TEXTO DA PÁGINA:
Claudio Lottenberg — presidente do Conselho Deliberativo da Sociedade Beneficente Israelita Brasileira Albert Einstein e Head do LIDE Saúde
O país precisa de mais médicos? Sim, precisa. Mas há uma reflexão anterior, e bem mais urgente, que não pode ficar de escanteio: o país precisa de qual tipo de médico? Em questões complexas como essa, é sempre bom começar a discussão dando uma olhada nos números. O Brasil conta hoje com mais de 575 mil médicos ativos. Isso significa que há 2,81 médicos por mil habitantes, índice similar ao do Canadá e superior ao de países ricos como Estados Unidos, Japão e Coreia do Sul.
O "xis" da questão, portanto, não é quantidade de profissionais. Muito mais relevante é a sua má distribuição pelo território: enquanto o Sudeste tem 3,76 médicos por mil habitantes, a região Norte tem apenas 1,73. A média nacional esconde essa disparidade.
Além disso, temos um grave problema de formação. O Brasil é o país com mais escolas de medicina no mundo (389), muitas delas abertas de forma acelerada, com infraestrutura precária e pouco compromisso com a excelência. O Conselho Federal de Medicina (CFM), embora faça um bom trabalho como órgão regulador da profissão, não tem jurisdição para fiscalizar esses cursos.
O resultado são gerações de novos profissionais formados sem garantias mínimas de que receberam capacitação adequada. Números divulgados em abril deste ano pelo Ministério da Educação (MEC) dão a dimensão do problema: só 40% dos nossos cursos de medicina foram considerados adequados segundo o índice do Conceito Preliminar de Curso (C), baseado no Exame Nacional de Desempenho dos Estudantes (Enade).
A amostragem ampla do C — mais de 30 mil estudantes, oriundos de 309 cursos de todas as regiões do país — nos autoriza a concluir, com tristeza, que seus resultados pífios refletem adequadamente o estado da formação médica no país.
E os problemas de formação não se restringem à qualidade do ensino: o que já seria suficientemente grave. Trata-se também de um foco inadequado.

TAREFAS A EXECUTAR:
A. Segundo o texto sobre a formação médica no Brasil, quantas escolas de medicina existem no país?
B. Retome o texto sobre a formação médica no Brasil a partir do ponto em que ele se interrompe.

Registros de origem
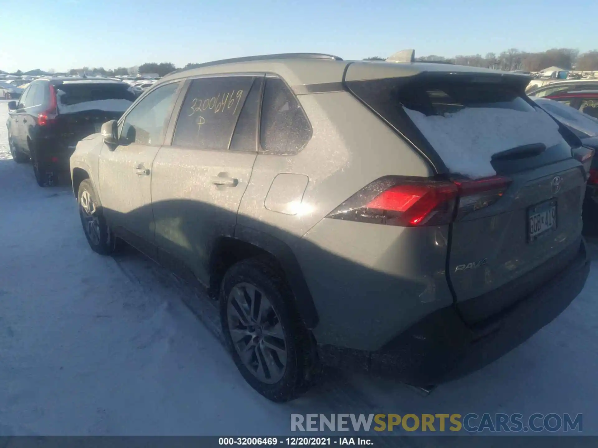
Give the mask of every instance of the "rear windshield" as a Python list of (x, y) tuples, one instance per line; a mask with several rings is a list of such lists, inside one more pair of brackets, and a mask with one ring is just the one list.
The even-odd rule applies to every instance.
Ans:
[(85, 111), (124, 112), (136, 96), (127, 84), (63, 84), (57, 87), (58, 111), (72, 113)]
[(598, 119), (582, 113), (576, 109), (547, 98), (533, 99), (536, 104), (571, 129), (578, 137), (598, 136)]
[(414, 124), (451, 173), (494, 176), (493, 155), (527, 145), (542, 143), (559, 159), (570, 157), (558, 124), (516, 86), (446, 77), (358, 82), (369, 85), (350, 85), (352, 91), (401, 132)]

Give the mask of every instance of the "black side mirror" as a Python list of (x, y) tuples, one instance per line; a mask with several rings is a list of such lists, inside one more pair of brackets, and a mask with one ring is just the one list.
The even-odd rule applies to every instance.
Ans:
[(114, 151), (118, 145), (118, 122), (116, 120), (106, 121), (102, 125), (102, 139)]

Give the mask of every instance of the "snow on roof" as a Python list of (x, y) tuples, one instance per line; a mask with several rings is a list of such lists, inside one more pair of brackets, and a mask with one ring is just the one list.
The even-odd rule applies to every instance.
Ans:
[(531, 98), (538, 106), (563, 124), (587, 134), (590, 137), (598, 136), (598, 119), (558, 101), (549, 100), (548, 98)]
[(562, 141), (559, 125), (541, 109), (465, 108), (426, 116), (404, 108), (451, 173), (472, 179), (495, 176), (492, 155), (522, 145)]
[[(60, 99), (60, 96), (59, 95), (58, 97)], [(124, 112), (132, 104), (133, 102), (129, 100), (97, 100), (74, 105), (63, 105), (59, 100), (57, 107), (60, 113), (75, 113), (84, 111)]]

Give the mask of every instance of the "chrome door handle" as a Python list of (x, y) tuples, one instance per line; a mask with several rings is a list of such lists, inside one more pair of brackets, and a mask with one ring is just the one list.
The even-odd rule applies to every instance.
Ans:
[(234, 177), (221, 177), (219, 176), (215, 176), (212, 177), (210, 181), (215, 185), (222, 186), (237, 186), (239, 185), (239, 179)]

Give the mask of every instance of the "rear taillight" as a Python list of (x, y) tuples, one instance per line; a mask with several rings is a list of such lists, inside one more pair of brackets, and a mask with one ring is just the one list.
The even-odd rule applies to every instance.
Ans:
[(448, 224), (500, 199), (511, 180), (431, 180), (386, 176), (347, 199), (328, 217), (414, 227)]
[(598, 185), (598, 169), (593, 168), (590, 170), (588, 183), (591, 185)]
[(50, 103), (48, 108), (38, 114), (38, 125), (47, 126), (56, 118), (58, 115), (56, 102), (56, 91), (54, 86), (50, 85)]
[(501, 198), (512, 182), (507, 177), (494, 176), (476, 180), (454, 180), (459, 187), (457, 217), (492, 205)]

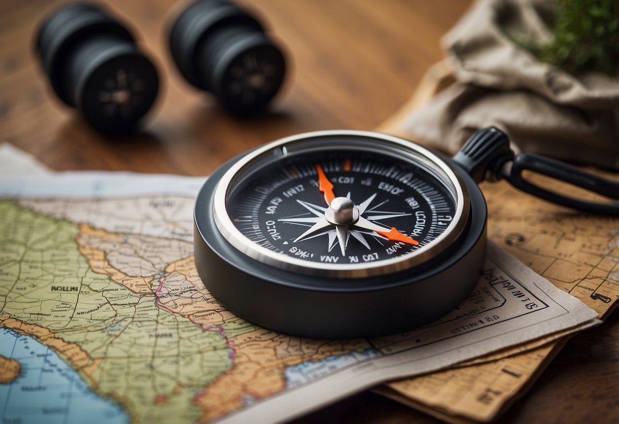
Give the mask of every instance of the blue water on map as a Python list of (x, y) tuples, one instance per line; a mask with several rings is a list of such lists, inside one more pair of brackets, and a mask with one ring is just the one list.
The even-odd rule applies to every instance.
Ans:
[(0, 329), (0, 355), (22, 364), (16, 379), (0, 384), (2, 423), (129, 422), (120, 407), (90, 390), (76, 371), (33, 337)]

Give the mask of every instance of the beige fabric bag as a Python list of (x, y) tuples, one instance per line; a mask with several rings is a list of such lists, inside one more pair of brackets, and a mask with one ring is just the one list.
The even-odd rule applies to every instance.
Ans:
[(571, 75), (506, 35), (550, 39), (552, 5), (478, 0), (443, 40), (457, 81), (405, 120), (412, 139), (453, 153), (494, 125), (516, 150), (619, 169), (619, 75)]

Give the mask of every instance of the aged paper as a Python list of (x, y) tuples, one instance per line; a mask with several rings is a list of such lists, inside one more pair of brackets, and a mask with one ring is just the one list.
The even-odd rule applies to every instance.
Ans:
[[(541, 179), (538, 182), (561, 189), (558, 183)], [(491, 239), (594, 308), (600, 318), (617, 305), (619, 219), (557, 206), (518, 192), (504, 182), (485, 184), (483, 191)], [(540, 341), (550, 340), (542, 339), (499, 352), (503, 354), (498, 356), (475, 360), (482, 365), (390, 383), (389, 390), (380, 392), (449, 422), (488, 422), (527, 387), (565, 341), (539, 346)], [(518, 350), (524, 353), (514, 354)]]

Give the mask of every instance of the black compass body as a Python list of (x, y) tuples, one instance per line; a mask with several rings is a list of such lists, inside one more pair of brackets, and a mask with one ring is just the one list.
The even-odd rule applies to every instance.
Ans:
[(457, 164), (396, 137), (328, 131), (229, 161), (196, 200), (205, 286), (278, 331), (356, 337), (456, 307), (485, 257), (486, 206)]

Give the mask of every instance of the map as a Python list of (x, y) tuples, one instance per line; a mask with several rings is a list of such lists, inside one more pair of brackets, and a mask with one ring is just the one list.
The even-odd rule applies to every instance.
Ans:
[(88, 172), (2, 181), (3, 422), (82, 422), (93, 411), (111, 422), (280, 421), (594, 323), (592, 311), (492, 248), (469, 299), (429, 328), (316, 340), (256, 327), (196, 272), (192, 211), (203, 181)]

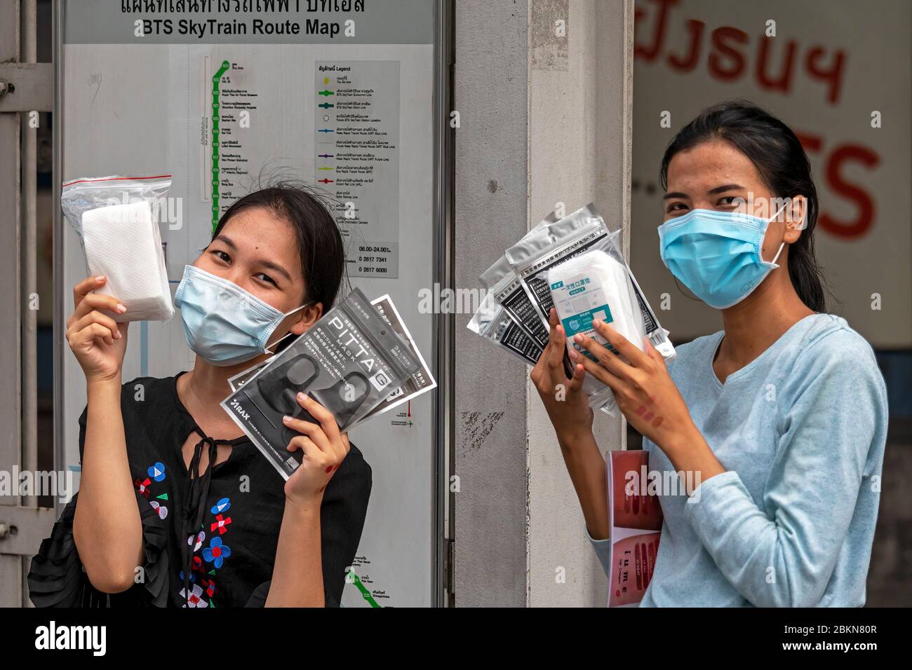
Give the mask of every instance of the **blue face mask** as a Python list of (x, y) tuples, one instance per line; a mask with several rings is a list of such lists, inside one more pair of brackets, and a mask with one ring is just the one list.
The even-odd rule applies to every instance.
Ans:
[(236, 283), (187, 265), (174, 304), (181, 310), (183, 334), (193, 353), (213, 366), (225, 366), (270, 353), (266, 342), (278, 325), (309, 303), (284, 314)]
[(662, 263), (693, 294), (716, 309), (737, 304), (771, 271), (776, 259), (763, 260), (761, 248), (770, 222), (750, 214), (713, 210), (691, 210), (658, 226)]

RESPOSTAS ÀS TAREFAS:
A. O Brasil tem 389 escolas de medicina, o maior número do mundo.

B.
A formação médica brasileira continua sendo "hospitalocêntrica" — isto é, voltada à alta complexidade. Acontece que os maiores desafios do país estão na atenção primária, em campos como prevenção, cuidado continuado, escuta qualificada, gestão de territórios, medicina familiar. Continuamos apostando nossas fichas na formação de doutores para áreas de menor demanda e, depois, nos espantamos com os baixos índices de resolutividade e a sobrecarga nos grandes hospitais.
Países como os EUA investem num modelo mais descentralizado. Médicos assistentes e enfermeiros de prática avançada têm autonomia para desempenhar funções clínicas, o que desafoga todo o sistema. No Brasil, por uma combinação de rigidez legal, resistência corporativa e insegurança institucional, ainda concentramos quase todo o cuidado numa única figura: o médico. Isso não é apenas ineficiente; é insustentável.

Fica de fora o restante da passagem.